Records provided
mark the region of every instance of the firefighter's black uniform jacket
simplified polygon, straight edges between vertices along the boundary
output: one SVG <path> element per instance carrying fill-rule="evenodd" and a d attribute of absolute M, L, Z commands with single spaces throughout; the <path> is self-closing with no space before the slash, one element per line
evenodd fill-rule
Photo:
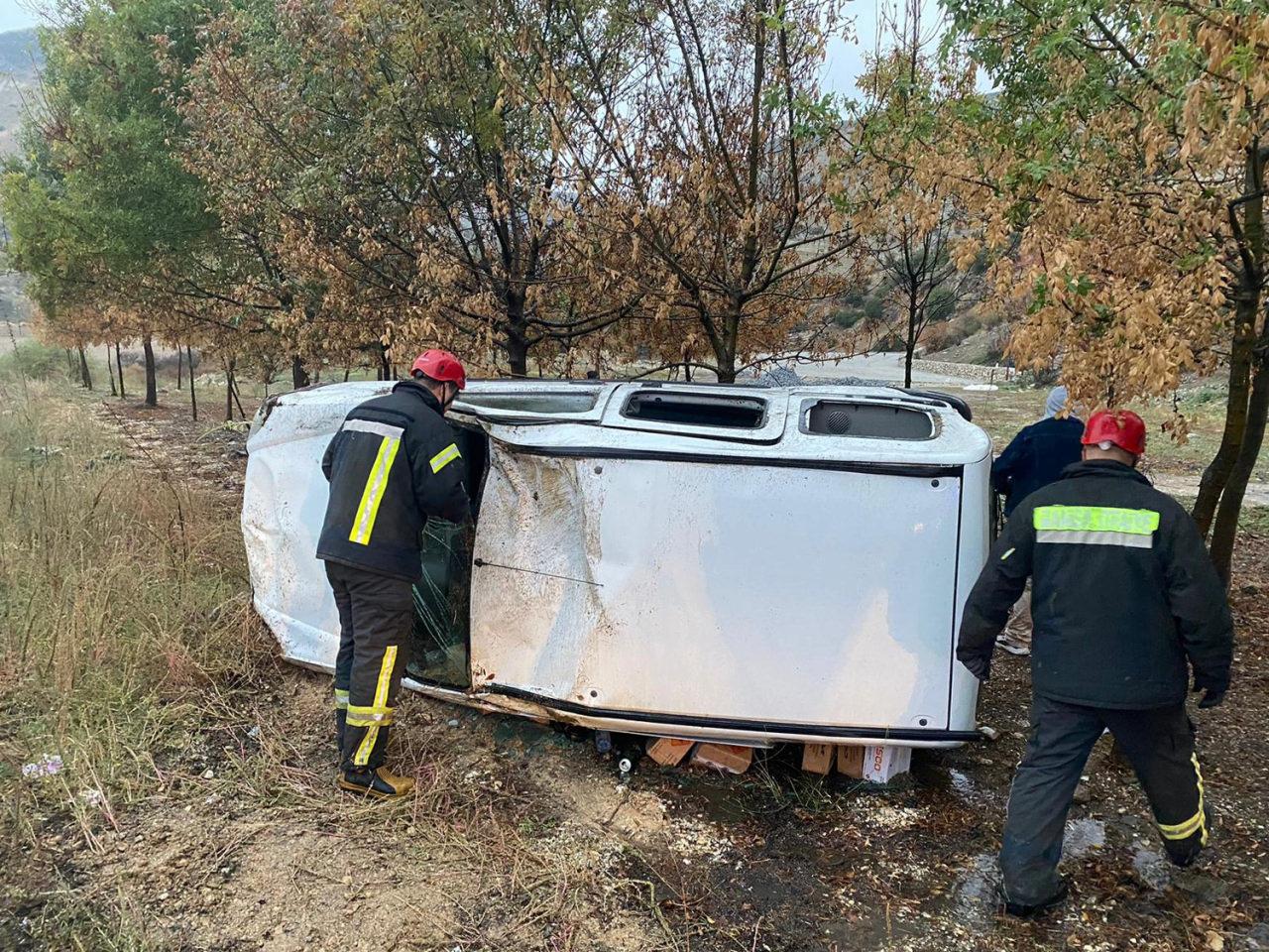
<path fill-rule="evenodd" d="M 1014 510 L 970 593 L 957 658 L 985 674 L 1032 576 L 1037 694 L 1090 707 L 1178 704 L 1230 683 L 1233 625 L 1189 514 L 1132 467 L 1076 463 Z"/>
<path fill-rule="evenodd" d="M 355 407 L 322 458 L 330 480 L 317 557 L 339 609 L 335 726 L 345 770 L 383 763 L 409 660 L 429 517 L 468 515 L 454 433 L 414 381 Z"/>
<path fill-rule="evenodd" d="M 980 678 L 1028 576 L 1036 697 L 1000 869 L 1005 899 L 1036 908 L 1061 895 L 1071 796 L 1103 730 L 1132 763 L 1167 856 L 1184 866 L 1207 845 L 1187 663 L 1197 688 L 1223 693 L 1233 631 L 1194 522 L 1113 461 L 1076 463 L 1014 510 L 961 623 L 957 658 Z"/>
<path fill-rule="evenodd" d="M 440 404 L 421 383 L 357 406 L 326 448 L 330 503 L 317 557 L 415 581 L 429 515 L 468 514 L 463 467 Z"/>

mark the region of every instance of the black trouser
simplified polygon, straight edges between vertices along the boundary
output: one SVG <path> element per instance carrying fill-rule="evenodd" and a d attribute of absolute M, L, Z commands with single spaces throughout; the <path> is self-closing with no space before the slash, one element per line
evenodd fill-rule
<path fill-rule="evenodd" d="M 335 729 L 341 769 L 383 763 L 392 707 L 414 625 L 414 586 L 402 579 L 326 562 L 339 608 Z"/>
<path fill-rule="evenodd" d="M 1030 726 L 1027 753 L 1009 795 L 1000 849 L 1009 901 L 1038 904 L 1057 891 L 1071 796 L 1089 751 L 1107 727 L 1137 772 L 1173 862 L 1188 864 L 1207 845 L 1203 774 L 1194 755 L 1194 725 L 1184 704 L 1118 711 L 1037 696 Z"/>

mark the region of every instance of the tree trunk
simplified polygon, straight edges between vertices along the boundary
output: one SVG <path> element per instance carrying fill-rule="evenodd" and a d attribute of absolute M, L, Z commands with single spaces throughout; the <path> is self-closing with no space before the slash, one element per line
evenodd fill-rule
<path fill-rule="evenodd" d="M 1256 345 L 1258 302 L 1259 294 L 1254 289 L 1239 288 L 1233 340 L 1230 348 L 1230 396 L 1225 402 L 1225 433 L 1221 435 L 1221 447 L 1216 451 L 1216 456 L 1203 470 L 1203 479 L 1198 484 L 1198 498 L 1190 513 L 1203 538 L 1207 538 L 1212 529 L 1216 506 L 1221 501 L 1221 494 L 1233 470 L 1233 461 L 1237 459 L 1244 443 L 1247 401 L 1251 395 L 1251 363 Z"/>
<path fill-rule="evenodd" d="M 155 374 L 154 340 L 146 334 L 141 338 L 141 349 L 146 354 L 146 406 L 159 406 L 159 380 Z"/>
<path fill-rule="evenodd" d="M 529 376 L 529 340 L 524 322 L 524 301 L 515 297 L 508 302 L 506 364 L 513 377 Z"/>
<path fill-rule="evenodd" d="M 239 392 L 239 388 L 237 388 L 237 374 L 236 373 L 233 374 L 233 386 L 231 388 L 231 392 L 233 393 L 233 402 L 237 404 L 237 407 L 239 407 L 239 419 L 240 420 L 245 420 L 246 419 L 246 410 L 242 409 L 242 395 Z"/>
<path fill-rule="evenodd" d="M 185 345 L 185 363 L 189 364 L 189 413 L 198 419 L 198 395 L 194 392 L 194 349 Z"/>
<path fill-rule="evenodd" d="M 506 364 L 513 377 L 529 376 L 529 344 L 515 331 L 506 338 Z"/>
<path fill-rule="evenodd" d="M 84 385 L 84 390 L 93 388 L 93 374 L 88 372 L 88 357 L 84 354 L 84 348 L 80 349 L 80 383 Z"/>
<path fill-rule="evenodd" d="M 303 358 L 296 354 L 291 358 L 291 386 L 294 390 L 301 387 L 307 387 L 312 381 L 308 380 L 308 371 L 305 369 Z"/>
<path fill-rule="evenodd" d="M 907 300 L 907 339 L 904 341 L 904 386 L 912 386 L 912 358 L 916 355 L 916 329 L 920 311 L 916 307 L 917 289 L 912 288 Z"/>
<path fill-rule="evenodd" d="M 225 421 L 233 419 L 233 360 L 225 362 Z"/>
<path fill-rule="evenodd" d="M 1230 470 L 1230 480 L 1221 494 L 1221 508 L 1216 513 L 1212 527 L 1212 561 L 1216 570 L 1230 584 L 1233 562 L 1233 543 L 1239 536 L 1239 515 L 1242 512 L 1242 498 L 1247 490 L 1247 480 L 1256 466 L 1260 447 L 1265 438 L 1265 421 L 1269 420 L 1269 326 L 1264 333 L 1261 353 L 1256 360 L 1256 373 L 1251 383 L 1251 399 L 1247 401 L 1247 426 L 1242 434 L 1242 446 Z"/>

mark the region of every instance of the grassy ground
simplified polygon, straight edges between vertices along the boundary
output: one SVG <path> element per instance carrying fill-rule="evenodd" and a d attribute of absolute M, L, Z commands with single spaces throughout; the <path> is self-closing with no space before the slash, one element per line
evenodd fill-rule
<path fill-rule="evenodd" d="M 1041 399 L 975 395 L 996 438 Z M 987 899 L 1025 730 L 1011 659 L 981 702 L 997 744 L 920 754 L 892 790 L 807 777 L 794 750 L 742 778 L 618 782 L 586 737 L 407 696 L 393 759 L 418 796 L 341 798 L 329 678 L 278 664 L 246 604 L 241 434 L 162 402 L 0 382 L 0 948 L 1233 949 L 1269 915 L 1269 537 L 1251 523 L 1237 682 L 1195 717 L 1217 850 L 1160 869 L 1099 746 L 1075 895 L 1027 924 Z M 61 768 L 24 777 L 46 754 Z"/>

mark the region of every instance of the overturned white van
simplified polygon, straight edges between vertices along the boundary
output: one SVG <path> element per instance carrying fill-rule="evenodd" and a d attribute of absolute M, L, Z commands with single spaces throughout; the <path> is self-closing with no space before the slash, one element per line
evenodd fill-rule
<path fill-rule="evenodd" d="M 303 665 L 339 641 L 321 456 L 390 386 L 275 397 L 247 440 L 255 605 Z M 632 734 L 970 740 L 991 447 L 967 418 L 886 387 L 473 382 L 450 415 L 473 518 L 425 533 L 406 684 Z"/>

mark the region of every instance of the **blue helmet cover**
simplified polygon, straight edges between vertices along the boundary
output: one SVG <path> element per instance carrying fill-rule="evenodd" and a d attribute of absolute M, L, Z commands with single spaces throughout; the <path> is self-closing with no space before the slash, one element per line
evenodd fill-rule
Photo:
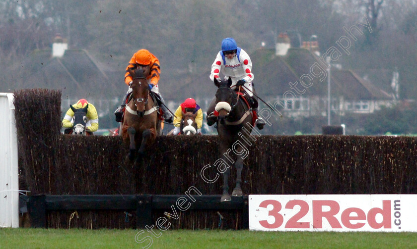
<path fill-rule="evenodd" d="M 228 51 L 229 50 L 234 50 L 237 49 L 237 45 L 236 41 L 233 38 L 227 38 L 223 39 L 221 42 L 221 50 Z"/>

Exercise
Rewrite all the items above with "black trouser" replaced by "dark pants" everywhere it occurs and everything else unchanged. Omit the pictures.

Reply
mark the region of every instance of the firefighter's black uniform jacket
simplified polygon, straight edges between vertices along the boundary
output: one SVG <path> element per instance carrying fill-rule="evenodd" and a d attribute of absolute M, L, Z commands with single spaces throughout; the <path> is self-closing with no space before the slash, one element per line
evenodd fill-rule
Photo:
<path fill-rule="evenodd" d="M 1014 510 L 970 593 L 957 658 L 985 674 L 1032 576 L 1037 694 L 1090 707 L 1178 704 L 1230 683 L 1233 625 L 1189 514 L 1132 467 L 1076 463 Z"/>
<path fill-rule="evenodd" d="M 355 407 L 322 458 L 330 480 L 317 557 L 339 609 L 335 726 L 345 770 L 383 763 L 409 660 L 429 517 L 468 515 L 454 433 L 414 381 Z"/>
<path fill-rule="evenodd" d="M 980 678 L 1028 576 L 1036 697 L 1000 869 L 1005 899 L 1036 908 L 1061 895 L 1071 796 L 1103 730 L 1132 763 L 1167 856 L 1184 866 L 1207 845 L 1187 663 L 1197 688 L 1223 693 L 1233 631 L 1194 522 L 1113 461 L 1076 463 L 1014 510 L 961 623 L 957 658 Z"/>
<path fill-rule="evenodd" d="M 440 404 L 421 383 L 357 406 L 326 448 L 330 503 L 317 557 L 415 581 L 429 515 L 468 514 L 463 467 Z"/>

mark the region of every instance of the dark pants
simplified polygon, straight edges between vertices along the boundary
output: one SVG <path> element per instance carrying fill-rule="evenodd" and a d attribute of absolute M, L, Z commands with single spaces throughout; the <path> is self-closing with no space before the slash, one element per line
evenodd fill-rule
<path fill-rule="evenodd" d="M 335 729 L 341 769 L 383 763 L 392 707 L 414 625 L 414 586 L 402 579 L 326 562 L 339 608 Z"/>
<path fill-rule="evenodd" d="M 1030 726 L 1027 753 L 1009 795 L 1000 849 L 1009 901 L 1038 904 L 1057 891 L 1071 796 L 1089 751 L 1107 727 L 1137 772 L 1173 862 L 1188 864 L 1207 845 L 1203 774 L 1194 755 L 1194 725 L 1184 704 L 1118 711 L 1037 696 Z"/>

mark the region of every instance of the tree trunk
simplified polygon, straight edges between vertices along the boundary
output: one SVG <path> element per instance carrying fill-rule="evenodd" and a d attribute of absolute M, L, Z commands with single spaces throughout; the <path> is self-closing with no space before the slash, one element per line
evenodd fill-rule
<path fill-rule="evenodd" d="M 1256 345 L 1258 302 L 1259 294 L 1254 289 L 1239 288 L 1233 340 L 1230 348 L 1230 396 L 1225 402 L 1225 433 L 1221 435 L 1221 447 L 1216 451 L 1216 456 L 1203 470 L 1203 479 L 1198 484 L 1198 498 L 1190 513 L 1203 538 L 1207 538 L 1212 529 L 1216 506 L 1221 501 L 1221 494 L 1233 470 L 1233 461 L 1237 459 L 1244 443 L 1247 401 L 1251 395 L 1251 363 Z"/>
<path fill-rule="evenodd" d="M 155 374 L 154 340 L 146 334 L 141 338 L 141 349 L 146 354 L 146 406 L 159 406 L 159 380 Z"/>
<path fill-rule="evenodd" d="M 529 376 L 529 340 L 524 322 L 524 301 L 515 297 L 508 302 L 506 364 L 513 377 Z"/>
<path fill-rule="evenodd" d="M 239 392 L 239 388 L 237 388 L 237 374 L 236 373 L 233 374 L 233 386 L 231 388 L 231 392 L 233 393 L 233 402 L 237 404 L 237 407 L 239 407 L 239 419 L 240 420 L 245 420 L 246 419 L 246 410 L 242 409 L 242 395 Z"/>
<path fill-rule="evenodd" d="M 185 345 L 185 363 L 189 364 L 189 413 L 198 419 L 198 395 L 194 392 L 194 349 Z"/>
<path fill-rule="evenodd" d="M 506 364 L 513 377 L 529 376 L 529 344 L 515 331 L 506 338 Z"/>
<path fill-rule="evenodd" d="M 84 385 L 84 390 L 93 388 L 93 374 L 88 372 L 88 357 L 84 354 L 84 348 L 80 349 L 80 383 Z"/>
<path fill-rule="evenodd" d="M 303 358 L 296 354 L 291 358 L 291 386 L 294 390 L 301 387 L 307 387 L 312 381 L 308 380 L 308 371 L 305 369 Z"/>
<path fill-rule="evenodd" d="M 907 300 L 907 339 L 904 341 L 904 386 L 912 386 L 912 358 L 916 355 L 916 329 L 920 311 L 916 307 L 917 289 L 912 288 Z"/>
<path fill-rule="evenodd" d="M 225 421 L 233 419 L 233 360 L 225 362 Z"/>
<path fill-rule="evenodd" d="M 1230 470 L 1230 480 L 1221 494 L 1221 508 L 1216 513 L 1212 527 L 1212 561 L 1216 570 L 1230 584 L 1233 562 L 1233 543 L 1239 536 L 1239 515 L 1242 512 L 1242 498 L 1247 490 L 1247 480 L 1256 466 L 1260 447 L 1265 438 L 1265 421 L 1269 420 L 1269 326 L 1264 333 L 1261 353 L 1256 360 L 1256 373 L 1251 383 L 1251 399 L 1247 401 L 1247 426 L 1242 434 L 1242 446 Z"/>

mark the region of every instance of the grassy ground
simplified polygon, straight edges between vertices along the boundary
output: one SVG <path> element per instance carrying fill-rule="evenodd" and a d attribute of absolute M, L, Z commands with single spaces throughout; the <path> is self-closing with no space before the slash, one element per line
evenodd fill-rule
<path fill-rule="evenodd" d="M 1041 399 L 975 395 L 996 438 Z M 987 899 L 1025 730 L 1011 659 L 981 702 L 997 744 L 920 754 L 892 790 L 807 777 L 794 750 L 742 778 L 618 782 L 586 737 L 407 696 L 393 759 L 418 796 L 341 798 L 329 678 L 278 664 L 246 604 L 241 434 L 162 402 L 0 382 L 0 948 L 1233 949 L 1269 915 L 1269 537 L 1251 523 L 1237 682 L 1195 717 L 1217 850 L 1160 869 L 1099 746 L 1075 895 L 1027 924 Z M 61 768 L 24 777 L 46 754 Z"/>

mark the region of every instance of the overturned white van
simplified polygon, straight edges between vertices along the boundary
output: one SVG <path> element per instance carrying fill-rule="evenodd" and a d attribute of absolute M, L, Z commands with single spaces throughout; the <path> is self-closing with no space before the slash, one element per line
evenodd fill-rule
<path fill-rule="evenodd" d="M 303 665 L 339 641 L 321 456 L 390 386 L 275 397 L 247 440 L 255 605 Z M 632 734 L 970 740 L 991 447 L 967 418 L 886 387 L 473 382 L 450 415 L 473 518 L 425 533 L 406 684 Z"/>

mark the region of every instance of the **blue helmet cover**
simplified polygon, straight edges between vertices along the boundary
output: one SVG <path> element per instance carrying fill-rule="evenodd" and a d attribute of absolute M, L, Z commands with single spaces throughout; the <path> is self-closing with no space before the slash, one element per line
evenodd fill-rule
Photo:
<path fill-rule="evenodd" d="M 228 51 L 229 50 L 234 50 L 237 49 L 237 45 L 236 41 L 233 38 L 227 38 L 223 39 L 221 42 L 221 50 Z"/>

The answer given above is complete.